(DESCRIPTION OF THE TASK): Pick out every line in the data below that holds "lake".

(DATA FOR REVIEW):
········

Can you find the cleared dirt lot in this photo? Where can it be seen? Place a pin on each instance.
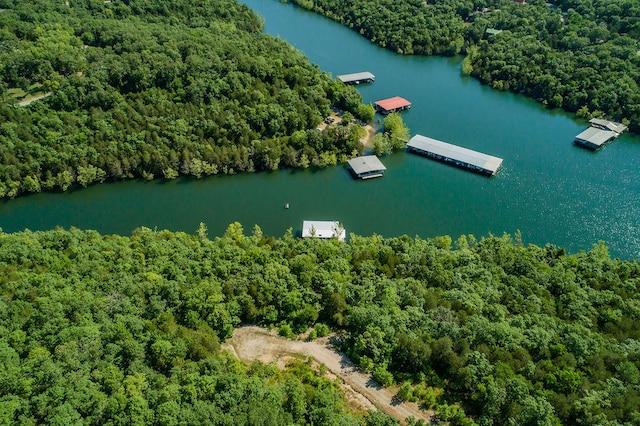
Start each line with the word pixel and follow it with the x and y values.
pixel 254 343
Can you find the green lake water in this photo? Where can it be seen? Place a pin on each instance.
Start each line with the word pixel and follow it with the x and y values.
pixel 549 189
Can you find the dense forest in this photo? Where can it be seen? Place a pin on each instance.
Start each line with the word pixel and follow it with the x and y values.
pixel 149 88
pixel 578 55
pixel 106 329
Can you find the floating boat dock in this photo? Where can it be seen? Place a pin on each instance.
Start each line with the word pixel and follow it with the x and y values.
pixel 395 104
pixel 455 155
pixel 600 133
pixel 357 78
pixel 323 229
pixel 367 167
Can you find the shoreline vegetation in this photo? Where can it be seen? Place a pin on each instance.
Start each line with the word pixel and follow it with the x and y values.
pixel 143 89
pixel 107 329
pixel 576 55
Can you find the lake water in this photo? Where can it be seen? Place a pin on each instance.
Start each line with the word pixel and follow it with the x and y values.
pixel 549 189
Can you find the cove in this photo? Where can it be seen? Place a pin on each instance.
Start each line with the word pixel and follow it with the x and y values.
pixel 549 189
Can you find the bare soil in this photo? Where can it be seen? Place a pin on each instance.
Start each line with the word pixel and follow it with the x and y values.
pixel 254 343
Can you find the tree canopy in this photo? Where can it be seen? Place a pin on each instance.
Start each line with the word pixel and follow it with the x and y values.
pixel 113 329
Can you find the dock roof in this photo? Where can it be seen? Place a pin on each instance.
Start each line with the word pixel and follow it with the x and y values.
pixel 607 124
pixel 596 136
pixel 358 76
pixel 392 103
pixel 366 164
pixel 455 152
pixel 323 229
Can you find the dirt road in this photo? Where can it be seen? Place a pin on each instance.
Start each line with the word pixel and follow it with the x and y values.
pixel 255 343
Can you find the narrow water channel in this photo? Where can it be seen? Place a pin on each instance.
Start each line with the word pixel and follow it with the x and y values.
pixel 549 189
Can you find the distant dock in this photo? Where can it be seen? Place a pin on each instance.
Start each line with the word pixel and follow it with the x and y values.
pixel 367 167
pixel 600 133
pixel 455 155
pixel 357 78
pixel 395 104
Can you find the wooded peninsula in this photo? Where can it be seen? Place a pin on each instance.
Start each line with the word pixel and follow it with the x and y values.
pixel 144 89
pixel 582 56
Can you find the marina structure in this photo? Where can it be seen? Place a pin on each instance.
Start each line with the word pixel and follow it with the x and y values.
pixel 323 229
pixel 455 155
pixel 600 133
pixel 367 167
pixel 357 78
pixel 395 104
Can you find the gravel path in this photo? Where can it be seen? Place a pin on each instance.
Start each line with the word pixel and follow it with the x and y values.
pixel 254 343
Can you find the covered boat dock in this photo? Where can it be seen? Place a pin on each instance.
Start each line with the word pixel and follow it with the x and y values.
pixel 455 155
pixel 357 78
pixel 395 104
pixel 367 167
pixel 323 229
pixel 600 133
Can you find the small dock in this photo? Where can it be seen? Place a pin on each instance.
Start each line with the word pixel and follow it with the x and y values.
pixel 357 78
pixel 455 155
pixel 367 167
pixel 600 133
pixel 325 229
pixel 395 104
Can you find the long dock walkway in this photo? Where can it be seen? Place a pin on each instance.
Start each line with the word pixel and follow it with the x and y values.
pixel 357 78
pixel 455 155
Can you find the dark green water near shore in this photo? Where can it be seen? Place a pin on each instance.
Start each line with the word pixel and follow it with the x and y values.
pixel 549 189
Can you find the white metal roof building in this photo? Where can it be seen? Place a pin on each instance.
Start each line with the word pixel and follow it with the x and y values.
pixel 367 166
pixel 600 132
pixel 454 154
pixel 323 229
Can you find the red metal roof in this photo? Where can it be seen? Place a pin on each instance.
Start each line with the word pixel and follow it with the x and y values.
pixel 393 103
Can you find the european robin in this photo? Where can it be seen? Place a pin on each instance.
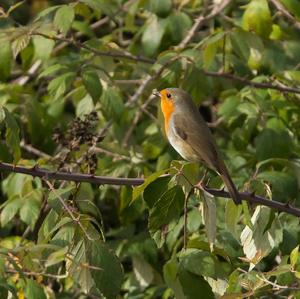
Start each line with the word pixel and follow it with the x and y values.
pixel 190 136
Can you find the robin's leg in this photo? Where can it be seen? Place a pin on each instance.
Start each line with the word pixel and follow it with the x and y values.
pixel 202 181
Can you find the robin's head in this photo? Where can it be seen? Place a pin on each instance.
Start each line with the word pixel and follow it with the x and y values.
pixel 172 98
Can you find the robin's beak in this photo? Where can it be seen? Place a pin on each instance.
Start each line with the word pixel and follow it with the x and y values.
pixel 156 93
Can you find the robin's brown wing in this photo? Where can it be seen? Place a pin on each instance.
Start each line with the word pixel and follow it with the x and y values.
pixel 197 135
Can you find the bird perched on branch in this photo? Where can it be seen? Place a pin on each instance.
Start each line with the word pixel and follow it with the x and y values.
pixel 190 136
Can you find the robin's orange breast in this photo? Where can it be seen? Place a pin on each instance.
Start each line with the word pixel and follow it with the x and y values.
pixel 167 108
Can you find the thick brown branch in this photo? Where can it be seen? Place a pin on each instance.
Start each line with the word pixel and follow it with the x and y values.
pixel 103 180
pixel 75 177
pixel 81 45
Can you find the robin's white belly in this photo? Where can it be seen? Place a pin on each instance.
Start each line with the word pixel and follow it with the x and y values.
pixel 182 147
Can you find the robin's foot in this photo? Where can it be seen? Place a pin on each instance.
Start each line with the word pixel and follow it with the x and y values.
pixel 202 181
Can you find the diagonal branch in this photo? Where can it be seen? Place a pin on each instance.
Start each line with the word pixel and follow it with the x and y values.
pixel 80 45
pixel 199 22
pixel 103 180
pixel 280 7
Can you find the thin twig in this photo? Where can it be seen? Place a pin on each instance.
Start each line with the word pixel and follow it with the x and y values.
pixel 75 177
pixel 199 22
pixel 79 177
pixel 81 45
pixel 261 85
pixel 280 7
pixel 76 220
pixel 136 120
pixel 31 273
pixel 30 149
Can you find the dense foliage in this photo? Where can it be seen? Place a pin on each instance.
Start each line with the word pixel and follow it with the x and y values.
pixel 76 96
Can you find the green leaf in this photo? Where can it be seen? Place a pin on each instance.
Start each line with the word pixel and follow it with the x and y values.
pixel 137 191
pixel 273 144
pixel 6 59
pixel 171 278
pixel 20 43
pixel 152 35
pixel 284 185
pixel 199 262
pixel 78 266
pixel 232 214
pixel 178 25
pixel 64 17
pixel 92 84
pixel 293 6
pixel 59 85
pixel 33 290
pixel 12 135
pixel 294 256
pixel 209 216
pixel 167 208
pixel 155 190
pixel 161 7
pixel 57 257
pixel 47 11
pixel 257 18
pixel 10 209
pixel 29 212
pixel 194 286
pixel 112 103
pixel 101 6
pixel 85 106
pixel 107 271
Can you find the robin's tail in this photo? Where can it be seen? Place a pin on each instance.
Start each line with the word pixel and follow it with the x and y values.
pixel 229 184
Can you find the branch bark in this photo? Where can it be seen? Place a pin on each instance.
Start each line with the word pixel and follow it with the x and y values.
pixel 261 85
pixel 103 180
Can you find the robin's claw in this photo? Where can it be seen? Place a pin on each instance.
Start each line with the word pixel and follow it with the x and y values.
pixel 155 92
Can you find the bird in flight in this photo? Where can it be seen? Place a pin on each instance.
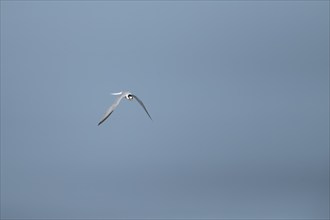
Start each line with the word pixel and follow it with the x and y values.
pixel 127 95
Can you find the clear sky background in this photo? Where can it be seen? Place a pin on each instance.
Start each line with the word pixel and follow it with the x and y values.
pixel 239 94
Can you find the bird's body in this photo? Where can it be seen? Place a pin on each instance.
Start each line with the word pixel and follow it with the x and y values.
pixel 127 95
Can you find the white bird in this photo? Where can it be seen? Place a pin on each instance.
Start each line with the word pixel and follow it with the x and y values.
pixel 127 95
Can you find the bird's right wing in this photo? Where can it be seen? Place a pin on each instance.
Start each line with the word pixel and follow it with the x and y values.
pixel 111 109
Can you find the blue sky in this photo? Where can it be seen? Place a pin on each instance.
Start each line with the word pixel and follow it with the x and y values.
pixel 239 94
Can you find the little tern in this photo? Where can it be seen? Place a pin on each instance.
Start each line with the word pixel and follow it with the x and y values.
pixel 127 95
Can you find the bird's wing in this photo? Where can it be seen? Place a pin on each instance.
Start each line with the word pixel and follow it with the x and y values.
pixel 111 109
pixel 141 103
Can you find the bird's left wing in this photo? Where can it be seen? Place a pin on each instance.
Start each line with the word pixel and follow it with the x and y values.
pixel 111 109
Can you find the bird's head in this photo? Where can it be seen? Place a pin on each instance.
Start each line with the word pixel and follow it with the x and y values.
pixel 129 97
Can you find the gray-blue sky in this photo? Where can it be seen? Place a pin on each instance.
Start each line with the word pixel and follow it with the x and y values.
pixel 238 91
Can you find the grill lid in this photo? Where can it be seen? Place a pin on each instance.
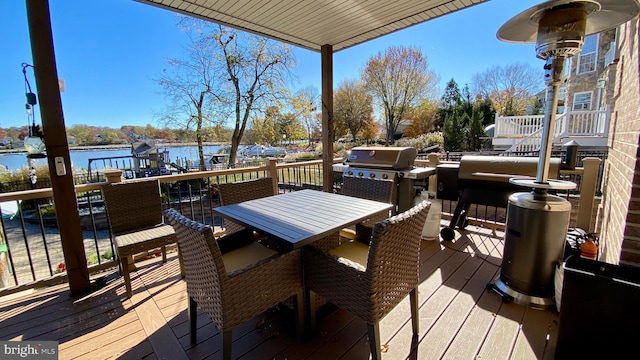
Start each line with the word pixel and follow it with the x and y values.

········

(ANSWER BOX):
Can you find the green lake water in this photo? Where can it be seen? Place a pin on each instance.
Can you find the lake water in this photo? Where can it be seen? Place a pin on each instance.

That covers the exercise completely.